**DATASET:**
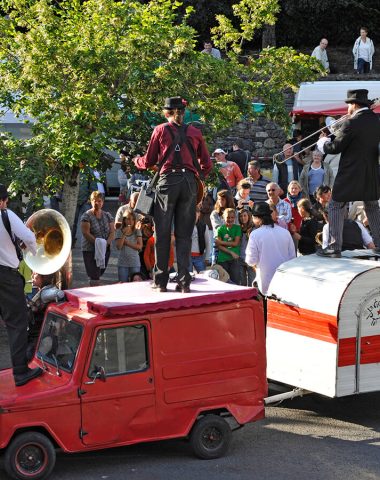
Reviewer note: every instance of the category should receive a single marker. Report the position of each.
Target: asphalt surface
(311, 438)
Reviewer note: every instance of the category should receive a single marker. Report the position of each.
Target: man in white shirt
(320, 53)
(268, 246)
(13, 309)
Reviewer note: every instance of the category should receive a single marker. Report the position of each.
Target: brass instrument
(53, 236)
(331, 126)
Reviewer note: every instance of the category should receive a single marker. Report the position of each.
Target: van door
(117, 391)
(368, 358)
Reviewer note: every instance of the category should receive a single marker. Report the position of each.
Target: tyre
(31, 455)
(210, 437)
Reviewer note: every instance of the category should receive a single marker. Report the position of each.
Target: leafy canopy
(93, 74)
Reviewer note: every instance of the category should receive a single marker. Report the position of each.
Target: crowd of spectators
(362, 51)
(226, 222)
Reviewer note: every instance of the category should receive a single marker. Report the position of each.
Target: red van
(125, 365)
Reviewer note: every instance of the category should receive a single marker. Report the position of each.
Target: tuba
(53, 236)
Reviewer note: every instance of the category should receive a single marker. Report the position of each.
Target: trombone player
(358, 174)
(13, 307)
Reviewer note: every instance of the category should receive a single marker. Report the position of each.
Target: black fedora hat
(359, 96)
(3, 192)
(174, 103)
(261, 209)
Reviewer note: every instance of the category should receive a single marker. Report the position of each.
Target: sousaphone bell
(53, 236)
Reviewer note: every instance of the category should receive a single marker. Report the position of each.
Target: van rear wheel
(31, 455)
(210, 437)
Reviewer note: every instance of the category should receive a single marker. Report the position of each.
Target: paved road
(310, 438)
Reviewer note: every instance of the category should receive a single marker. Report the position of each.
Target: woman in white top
(363, 52)
(315, 174)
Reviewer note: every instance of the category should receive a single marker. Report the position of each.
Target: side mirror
(99, 373)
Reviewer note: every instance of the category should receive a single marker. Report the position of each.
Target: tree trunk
(269, 36)
(70, 196)
(69, 205)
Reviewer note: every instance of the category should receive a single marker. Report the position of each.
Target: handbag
(145, 200)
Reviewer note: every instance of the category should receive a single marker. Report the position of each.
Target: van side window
(120, 350)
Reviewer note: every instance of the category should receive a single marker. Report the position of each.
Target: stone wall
(262, 137)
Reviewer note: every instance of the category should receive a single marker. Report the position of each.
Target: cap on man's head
(219, 150)
(359, 96)
(3, 192)
(174, 103)
(261, 209)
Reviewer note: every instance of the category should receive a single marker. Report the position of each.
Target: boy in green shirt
(227, 240)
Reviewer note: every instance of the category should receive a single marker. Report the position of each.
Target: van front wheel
(31, 455)
(210, 437)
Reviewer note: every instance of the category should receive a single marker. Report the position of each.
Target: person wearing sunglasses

**INSTRUCTIONS TO FOLLOW:**
Please show every line from the rows above that contains the word "side", copying each line in full. Case counts when matching.

**SOLUTION TO THE EXERCISE:**
Target: side mirror
Target: van side window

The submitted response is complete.